■ Activity 1
In the forum post below about a chameleon's swollen eye, render this sentence in French: "He's going to the vet tomorrow, but I'm worried sick and any advice until then would help."
■ Activity 2
Turn the paragraph of the chameleon forum post that begins "Feeding - Crickets and mealworms" into a short bulleted list that keeps its main facts.
■ Activity 3
Carry on writing the forum post about the chameleon's swollen eye, starting after its final sentence.

■ Passage to read
· · ·
Bump on the eye, help?!

Pink Elephants

New Member
We've noticed for awhile our Panther chameleon has not been wanting crickets. We attributed that to spoiling him with worms that he was hand fed with. We got him back on crickets for awhile, but the past week or so he's only been eating about 2 a day. A few days ago I noticed one of his eyes was closed on and off. Today I noticed he has a bump (that's been there for awhile since he last shed but was barely noticeable before). Now the bump is much more prominent. He has a bump on both sides, but the one on the eye he keeps closing has grown much larger than it was. Anyone know what this is? He's going to the vet tomorrow, but I'm worried sick and any advice until then would help. You can see that his right eye has a small pouch, but the left eye has grown very large. This is what it looks like:

chameye1.jpg


chameye2.jpg


chameye3.jpg


Any advice or help would be appreciated :(
 
Chameleon Info:

Your Chameleon - Amilobe Panther, Male, 10 months, have had him for 4 months.
Handling - Don't handle him very often because he use to be very tempermental. He is friendly now and likes to climb out onto my hand, but don't handle him often.
Feeding - Crickets and mealworms. Gutload with Fluker's Orange cube complete cricket diet. Calcium dust the crickets with Zoo Med Repticalcium without D3. Try to feed crickets as much as possible but the last 2 weeks or so has been on a hunger strike. Usually eats 6 crickets a day, and always wants mealworms which he will eat at least 5 of a day. Yesterday ate 8 mealworms, today ate 6.
· · ·
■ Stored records
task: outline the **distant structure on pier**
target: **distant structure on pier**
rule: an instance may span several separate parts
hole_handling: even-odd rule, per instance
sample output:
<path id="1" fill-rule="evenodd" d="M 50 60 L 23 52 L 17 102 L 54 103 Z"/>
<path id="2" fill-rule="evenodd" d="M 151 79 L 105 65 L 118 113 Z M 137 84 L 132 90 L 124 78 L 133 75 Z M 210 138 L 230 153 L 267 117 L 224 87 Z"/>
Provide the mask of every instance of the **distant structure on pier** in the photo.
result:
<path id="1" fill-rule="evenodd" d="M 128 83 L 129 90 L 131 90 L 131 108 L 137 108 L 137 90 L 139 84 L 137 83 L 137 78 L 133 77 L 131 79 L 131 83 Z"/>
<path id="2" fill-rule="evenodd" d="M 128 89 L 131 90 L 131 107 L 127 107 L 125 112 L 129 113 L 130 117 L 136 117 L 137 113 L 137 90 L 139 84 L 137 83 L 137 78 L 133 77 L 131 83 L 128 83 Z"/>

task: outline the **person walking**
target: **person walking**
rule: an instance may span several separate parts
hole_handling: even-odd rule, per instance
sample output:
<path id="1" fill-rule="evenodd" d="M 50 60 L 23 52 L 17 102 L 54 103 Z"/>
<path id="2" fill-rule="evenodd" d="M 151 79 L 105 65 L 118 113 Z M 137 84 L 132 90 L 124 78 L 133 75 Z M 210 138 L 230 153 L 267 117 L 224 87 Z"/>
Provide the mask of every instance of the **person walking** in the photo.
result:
· · ·
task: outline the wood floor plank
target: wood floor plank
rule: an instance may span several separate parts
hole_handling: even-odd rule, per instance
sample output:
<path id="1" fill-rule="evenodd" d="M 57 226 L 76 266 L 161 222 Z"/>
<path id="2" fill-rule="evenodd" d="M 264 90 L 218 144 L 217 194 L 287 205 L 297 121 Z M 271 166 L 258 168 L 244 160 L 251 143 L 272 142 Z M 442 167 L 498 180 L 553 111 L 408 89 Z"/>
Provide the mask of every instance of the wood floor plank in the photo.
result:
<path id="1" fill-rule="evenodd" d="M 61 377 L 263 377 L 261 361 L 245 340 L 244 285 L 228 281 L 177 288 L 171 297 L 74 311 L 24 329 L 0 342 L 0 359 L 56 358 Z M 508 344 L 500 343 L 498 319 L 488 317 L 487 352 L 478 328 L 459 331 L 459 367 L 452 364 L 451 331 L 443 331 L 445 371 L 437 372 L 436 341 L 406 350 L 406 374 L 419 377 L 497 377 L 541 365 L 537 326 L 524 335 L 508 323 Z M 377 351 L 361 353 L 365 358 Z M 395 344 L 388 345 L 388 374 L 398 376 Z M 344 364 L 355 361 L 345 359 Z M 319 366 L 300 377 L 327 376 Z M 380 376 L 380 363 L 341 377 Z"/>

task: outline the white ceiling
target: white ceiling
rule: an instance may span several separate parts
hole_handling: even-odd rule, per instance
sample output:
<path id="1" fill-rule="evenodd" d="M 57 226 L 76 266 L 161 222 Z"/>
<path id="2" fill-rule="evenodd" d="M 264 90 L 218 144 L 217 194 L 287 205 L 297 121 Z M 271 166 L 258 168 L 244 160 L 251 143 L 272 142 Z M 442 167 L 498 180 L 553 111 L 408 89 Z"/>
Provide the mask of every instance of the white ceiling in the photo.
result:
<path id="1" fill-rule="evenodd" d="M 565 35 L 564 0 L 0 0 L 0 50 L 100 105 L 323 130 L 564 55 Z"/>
· · ·
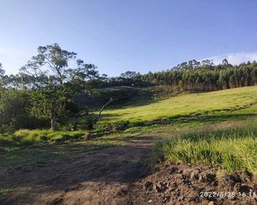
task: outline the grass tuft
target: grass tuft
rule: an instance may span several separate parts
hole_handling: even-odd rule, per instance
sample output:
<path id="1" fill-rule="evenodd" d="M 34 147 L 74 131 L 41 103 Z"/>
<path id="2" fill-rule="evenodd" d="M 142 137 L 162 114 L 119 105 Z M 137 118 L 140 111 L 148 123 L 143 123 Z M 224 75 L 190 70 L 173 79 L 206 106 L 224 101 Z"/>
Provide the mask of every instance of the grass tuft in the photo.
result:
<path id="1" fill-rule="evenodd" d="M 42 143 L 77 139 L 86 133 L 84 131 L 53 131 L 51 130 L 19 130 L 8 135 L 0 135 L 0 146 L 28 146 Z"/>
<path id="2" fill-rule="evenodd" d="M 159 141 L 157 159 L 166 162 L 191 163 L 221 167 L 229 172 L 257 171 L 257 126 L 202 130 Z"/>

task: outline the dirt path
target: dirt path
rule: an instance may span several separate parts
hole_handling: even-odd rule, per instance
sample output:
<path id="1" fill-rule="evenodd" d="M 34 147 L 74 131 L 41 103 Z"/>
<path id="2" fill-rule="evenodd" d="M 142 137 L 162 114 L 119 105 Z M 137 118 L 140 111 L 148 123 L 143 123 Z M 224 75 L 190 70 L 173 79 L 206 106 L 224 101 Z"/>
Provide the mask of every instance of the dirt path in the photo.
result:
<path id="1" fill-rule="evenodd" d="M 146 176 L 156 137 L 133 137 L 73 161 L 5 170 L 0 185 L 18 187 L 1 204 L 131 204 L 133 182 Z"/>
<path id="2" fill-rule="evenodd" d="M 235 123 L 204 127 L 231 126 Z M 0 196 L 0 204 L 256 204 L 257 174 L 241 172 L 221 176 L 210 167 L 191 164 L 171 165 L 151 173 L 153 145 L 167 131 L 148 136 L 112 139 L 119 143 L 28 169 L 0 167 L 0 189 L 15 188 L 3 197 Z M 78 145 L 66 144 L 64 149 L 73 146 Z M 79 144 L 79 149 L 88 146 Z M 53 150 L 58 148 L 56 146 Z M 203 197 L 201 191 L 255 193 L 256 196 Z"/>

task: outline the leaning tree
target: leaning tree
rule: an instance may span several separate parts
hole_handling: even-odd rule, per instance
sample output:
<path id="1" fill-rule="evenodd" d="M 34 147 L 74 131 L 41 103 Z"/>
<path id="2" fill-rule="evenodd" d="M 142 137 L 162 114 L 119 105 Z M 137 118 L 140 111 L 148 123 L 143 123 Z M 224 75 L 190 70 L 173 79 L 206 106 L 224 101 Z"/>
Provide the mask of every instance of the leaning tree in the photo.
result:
· · ·
■ Final answer 1
Il va chez le vétérinaire demain, mais je suis malade d'inquiétude et tout conseil d'ici là m'aiderait.

■ Final answer 2
- Diet: crickets and mealworms
- Gutload: Fluker's Orange cube complete cricket diet
- Supplement: crickets dusted with Zoo Med Repticalcium without D3
- Crickets are offered as much as possible, but for the last 2 weeks or so he has been on a hunger strike
- He usually eats 6 crickets a day and always wants mealworms, eating at least 5 a day
- He ate 8 mealworms yesterday and 6 today

■ Final answer 3
Supplements - Dust crickets daily. Mealworms usually don't get dusting because it won't stick.
Watering - Previously was misting at least 3 times a day. The vet told us this wasn't enough so he now has a auto mister that will spray for 2 minutes every hour. Just started this today.
Fecal Description - In the past it has been white or brown. Noticed about a week or 2 ago he had a few orange droppings, which I just discovered is a sign of dehydration.


Cage Info:

Cage Type - Screen cage, 3 feet by 1 1/2 feet.
Lighting - 60 watt bulb for basking, usually about 87 degrees where he can bask. UVB bulb on the other side. His lights are on from about 8 AM until it gets dark, about 7 pm.
Temperature - Warmest temperature 85-90, lowest about 76 at the bottom/in the shade. Night temperatures 70-75, no night bulb. We use a Zoo Med digital thermometer.
Humidity - Don't know this specifically, and would appreciate any input.
Plants - No live plants.
Placement - Cage starts at about 2 or 3 feet off the ground, so the top of his cage is about 5 feet tall. No air vents, but is in the living room where he can see myself, my husband, and our dog fairly often. We would like to move him somewhere more private, although the temperatures in our bedrooms can get very warm and we're afraid this could be more harmful. We're planning on moving his cage up higher, and also to a corner of the room where there is very little traffic.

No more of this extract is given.